This is the official repository for VLAD (Vision-Language Attack Detection) as proposed in the paper "Multimodal Attack Detection for Action Recognition Models." VLAD is an adversarial attack detection method for video action recognition models.
VLAD is compatible with any action recognition model, and any implementation of CLIP can be used. In this official implementation, we use CSN from the PyTorchVideo library as the target action recognition model, and CLIP from the Huggingface Transformers package.
In this official implementation, we demonstrate the calculation of detection score proposed in VLAD. Detection scores are calculated for both clean videos and attacked videos. We use PGD-v as the adversarial attack. The expected behavior is that clean videos will have low scores, while attacked videos will have high scores. More details can be found in our paper.
To install the required packages:
pip install -r requirements.txt
We provide 8 example videos from Kinetics dataset. Namely: vid1, vid2, vid3, vid4 are from class 7 (arranging flowers); vid5, vid6, vid7, vid8 are from class 8 (assembling computer). To extract the videos follow these steps:
cd videos
tar -xf part1.tar.xz
tar -xf part2.tar.xz
vlad.py function that calculates the detection score for a given video.
attacks.py has the implementation of PGD-v attack.
run_vlad.py reports the detection scores for a given video's clean and attacked versions.
To calculate and report VLAD scores on all provided videos for the clean and attacked versions:
python run_vlad_all.py
Additionally, jupyter notebook version is provided in run_vlad_all.ipynb.
@inproceedings{mumcu2024multimodal,
title={Multimodal Attack Detection for Action Recognition Models},
author={Mumcu, Furkan and Yilmaz, Yasin},
booktitle={Proceedings of the IEEE/CVF Conference on Computer Vision and Pattern Recognition},
pages={2967--2976},
year={2024}
}

===

REQUIREMENT: List every command line that the VLAD repository page tells you to run. The material after this has nothing to do with the VLAD repository page.

MATERIAL PROVIDED:

===

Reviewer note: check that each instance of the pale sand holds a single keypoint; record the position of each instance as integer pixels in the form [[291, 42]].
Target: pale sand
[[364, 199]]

===

FINISHED ANSWER:
- pip install -r requirements.txt
- cd videos
- tar -xf part1.tar.xz
- tar -xf part2.tar.xz
- python run_vlad_all.py